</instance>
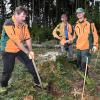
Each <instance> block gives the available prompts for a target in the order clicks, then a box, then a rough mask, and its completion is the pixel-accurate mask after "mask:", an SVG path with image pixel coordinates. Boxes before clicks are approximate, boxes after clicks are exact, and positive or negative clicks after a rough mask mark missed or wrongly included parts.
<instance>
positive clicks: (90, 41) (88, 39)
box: [74, 8, 98, 72]
mask: <svg viewBox="0 0 100 100" xmlns="http://www.w3.org/2000/svg"><path fill="white" fill-rule="evenodd" d="M76 16H77V18H78V21H77V22H76V26H75V33H74V39H75V38H76V49H77V66H78V67H79V68H80V70H81V71H83V72H84V71H85V67H86V58H87V57H89V52H90V45H92V48H91V50H92V52H96V51H97V49H98V35H97V30H96V27H95V25H94V23H93V22H92V23H91V22H89V21H88V20H87V19H86V17H85V11H84V9H83V8H78V9H77V10H76ZM91 34H92V36H93V43H91V41H90V38H91V37H90V35H91Z"/></svg>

EXERCISE PROMPT — Reproduce the rows verbatim, from their start through the line containing "box: [74, 8, 98, 72]", with both ends included and the picture left out.

SOLUTION BELOW —
</instance>
Each <instance> block gives the available prompts for a target in the order clicks, then a box, then a rough mask, and its completion is the pixel-accurate mask after "mask:", an SVG path with image pixel coordinates. Boxes before clicks are approximate, boxes after clicks are exact, and positive or negative clicks after a rough mask mark missed or wrongly included parts.
<instance>
positive clicks: (90, 41) (88, 39)
box: [74, 8, 98, 72]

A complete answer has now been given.